Extrait du document —
>>>
Malgré toutes ses faiblesses (vous atteignez surtout les catégories produites par les systèmes que la réalité des gens, c’est-à-dire la manière dont le système caractérise les usagers, même si ces caractères se révèlent souvent faux parce que calculés), la surveillance des utilisateurs pour leur livrer de la publicité ciblée va construire les principaux empires des Gafams que nous connaissons encore aujourd’hui. Si la publicité joue un rôle essentiel dans la privatisation, les  «Empires élastiques » des Gafams, comme les appels Tarnoff, ne vont pas seulement utiliser l’analyse de données pour vendre des biens et de la publicité, ils vont aussi l’utiliser pour créer des places de marché pour les moyens de production, c’est-à-dire produire du logiciel pour l’internet commercial. 

« Quand le capitalisme transforme quelque chose, il tend à ajouter plus de machinerie », rappelle Tarnoff avec les accents de Pièces et Main d’œuvre. Avec les applications, les pages internet sont devenues plus dynamiques et complexes, « conçues pour saisir l’attention des utilisateurs, stimuler leur engagement, liées pour élaborer des systèmes souterrains de collecte et d’analyse des données »« Les centres commerciaux en ligne sont devenus les lieux d’un calcul intensif. Comme le capitalisme a transformé l’atelier en usine, la transformation capitaliste d’internet a produit ses propres usines », qu’on désigne sous le terme de cloud, pour mieux obscurcir leur caractère profondément industriel. Ces ordinateurs utilisés par d’autres ordinateurs, rappellent l’enjeu des origines du réseau : étendre le calcul et les capacités de calcul. Tarnoff raconte ainsi la naissance, dès 2004, de l’Elastic Compute Cloud (EC2) d’Amazon par Chris Pinkham et Christopher Brown, partis en Afrique du Sud pour rationaliser les entrailles numériques de la machine Amazon qui commençait à souffrir des limites de l’accumulation de ses couches logicielles. EC2 lancé en 2006 (devenu depuis Amazon Web Services, AWS, l’offre d’informatique en nuage), va permettre de vendre des capacités informatiques et d’analyse mesurées et adaptables. Le cloud d’Amazon va permettre d’apporter un ensemble d’outils à l’industrialisation numérique, de pousser plus loin encore la privatisation. Le Big Data puis les avancées de l’apprentissage automatisé (l’intelligence artificielle) dans les années 2010 vont continuer ces accélérations industrielles. La collecte et le traitement des données vont devenir partout un impératif

La tech est désormais le dernier archipel de super-profit dans un océan de stagnation. Pire, la privatisation jusqu’aux couches les plus hautes d’internet, a programmé la motivation du profit dans tous les recoins du réseau.
<<<
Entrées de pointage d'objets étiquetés
>>>
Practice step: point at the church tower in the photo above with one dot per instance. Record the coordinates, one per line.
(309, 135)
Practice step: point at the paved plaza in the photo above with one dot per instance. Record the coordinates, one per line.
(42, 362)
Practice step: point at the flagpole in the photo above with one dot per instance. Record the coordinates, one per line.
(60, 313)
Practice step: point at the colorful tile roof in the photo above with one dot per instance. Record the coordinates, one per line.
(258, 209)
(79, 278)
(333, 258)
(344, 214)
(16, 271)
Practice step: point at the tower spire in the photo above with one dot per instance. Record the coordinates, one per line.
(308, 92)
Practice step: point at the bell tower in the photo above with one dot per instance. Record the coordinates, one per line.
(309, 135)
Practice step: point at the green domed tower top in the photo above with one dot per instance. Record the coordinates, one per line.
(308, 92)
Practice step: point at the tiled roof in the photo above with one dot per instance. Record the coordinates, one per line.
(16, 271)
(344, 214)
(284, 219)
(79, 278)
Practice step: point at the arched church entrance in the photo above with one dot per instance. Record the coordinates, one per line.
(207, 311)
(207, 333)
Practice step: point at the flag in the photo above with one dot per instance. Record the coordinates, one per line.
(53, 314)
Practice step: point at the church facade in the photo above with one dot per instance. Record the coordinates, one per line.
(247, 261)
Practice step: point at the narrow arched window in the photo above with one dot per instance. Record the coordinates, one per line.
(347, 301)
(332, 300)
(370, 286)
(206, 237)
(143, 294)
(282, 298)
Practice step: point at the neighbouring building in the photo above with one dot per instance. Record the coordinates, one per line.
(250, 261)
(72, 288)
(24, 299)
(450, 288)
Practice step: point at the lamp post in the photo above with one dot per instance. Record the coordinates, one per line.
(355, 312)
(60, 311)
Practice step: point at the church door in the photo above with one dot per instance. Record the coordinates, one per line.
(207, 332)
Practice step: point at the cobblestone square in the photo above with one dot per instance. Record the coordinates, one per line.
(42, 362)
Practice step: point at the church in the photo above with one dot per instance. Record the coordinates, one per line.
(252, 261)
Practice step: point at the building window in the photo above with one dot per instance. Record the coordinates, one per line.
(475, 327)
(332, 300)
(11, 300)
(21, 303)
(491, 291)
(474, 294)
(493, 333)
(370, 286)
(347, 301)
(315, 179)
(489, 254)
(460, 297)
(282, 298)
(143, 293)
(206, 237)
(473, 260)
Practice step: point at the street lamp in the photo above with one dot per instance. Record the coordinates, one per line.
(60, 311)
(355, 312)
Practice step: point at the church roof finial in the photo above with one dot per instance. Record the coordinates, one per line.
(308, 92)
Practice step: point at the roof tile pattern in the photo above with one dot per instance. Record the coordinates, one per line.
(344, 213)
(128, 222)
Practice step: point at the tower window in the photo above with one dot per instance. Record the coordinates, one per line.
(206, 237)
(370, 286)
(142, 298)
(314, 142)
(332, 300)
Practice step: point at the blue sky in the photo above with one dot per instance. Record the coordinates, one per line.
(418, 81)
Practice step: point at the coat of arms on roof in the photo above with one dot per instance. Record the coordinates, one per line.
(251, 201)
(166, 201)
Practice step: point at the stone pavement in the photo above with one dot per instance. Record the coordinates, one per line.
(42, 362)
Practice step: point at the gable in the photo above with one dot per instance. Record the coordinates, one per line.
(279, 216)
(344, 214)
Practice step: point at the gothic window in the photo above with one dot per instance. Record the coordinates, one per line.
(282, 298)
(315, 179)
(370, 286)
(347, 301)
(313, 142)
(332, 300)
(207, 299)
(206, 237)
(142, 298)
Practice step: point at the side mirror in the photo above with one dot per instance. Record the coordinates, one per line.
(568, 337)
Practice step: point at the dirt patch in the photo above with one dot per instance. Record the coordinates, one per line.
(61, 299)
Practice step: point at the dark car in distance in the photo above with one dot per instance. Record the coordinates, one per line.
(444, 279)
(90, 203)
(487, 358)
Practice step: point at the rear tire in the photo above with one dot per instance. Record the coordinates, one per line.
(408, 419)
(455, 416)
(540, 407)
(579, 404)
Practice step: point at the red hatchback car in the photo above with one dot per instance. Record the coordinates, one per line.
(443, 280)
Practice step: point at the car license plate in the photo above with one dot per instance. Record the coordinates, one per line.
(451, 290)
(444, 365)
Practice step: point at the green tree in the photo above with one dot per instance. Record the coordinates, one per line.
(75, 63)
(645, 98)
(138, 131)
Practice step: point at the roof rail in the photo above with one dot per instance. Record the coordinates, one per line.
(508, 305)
<<<
Consignes —
1) Présentez sous forme de tableau Markdown tout ce qui va de la ligne des enregistrements contenant « Practice step: point at the car » jusqu'à la fin des enregistrements, ces deux bornes comprises et sans les lignes vides. Donnez au tableau deux colonnes, « Numéro » et « Ligne de l'enregistrement ».
2) Rédigez la suite du texte sur la privatisation d'internet, en partant de sa dernière phrase.
Le texte et les enregistrements n'ont aucun lien entre eux.

Réponses —
1)
| Numéro | Ligne de l'enregistrement |
|---|---|
| 1 | Practice step: point at the car license plate in the photo above with one dot per instance. Record the coordinates, one per line. |
| 2 | (451, 290) |
| 3 | (444, 365) |
| 4 | Practice step: point at the green tree in the photo above with one dot per instance. Record the coordinates, one per line. |
| 5 | (75, 63) |
| 6 | (645, 98) |
| 7 | (138, 131) |
| 8 | Practice step: point at the roof rail in the photo above with one dot per instance. Record the coordinates, one per line. |
| 9 | (508, 305) |

2)
Dans le même temps, les utilisateurs ont conquis un internet devenu mobile. L’ordinateur devenant smartphone n’est plus seulement la machine à tout faire, c’est la machine qui est désormais partout, s’intégrant non seulement en ligne, mais jusqu’à nos espaces physiques, déployant un contrôle logiciel jusque dans nos vies réelles, à l’image d’Uber et de son management algorithmique. L’industrialisation numérique s’est ainsi étendue jusqu’à la coordination des forces de travail, dont la profitabilité a été accrue par la libéralisation du marché du travail. La contractualisation des travailleurs n’a été qu’une brèche supplémentaire dans la gestion algorithmique introduite par le déploiement sans fin de l’industrie numérique, permettant désormais de gérer les tensions sur les marchés du travail, localement comme globalement. La force de travail est elle-même gérée en nuage, à la demande. Nous voilà dans le Human Cloud que décrit Gavin Mueller dans Breaking things at Work ou David Weil dans The Fissured Workplace

Coincés dans les profits !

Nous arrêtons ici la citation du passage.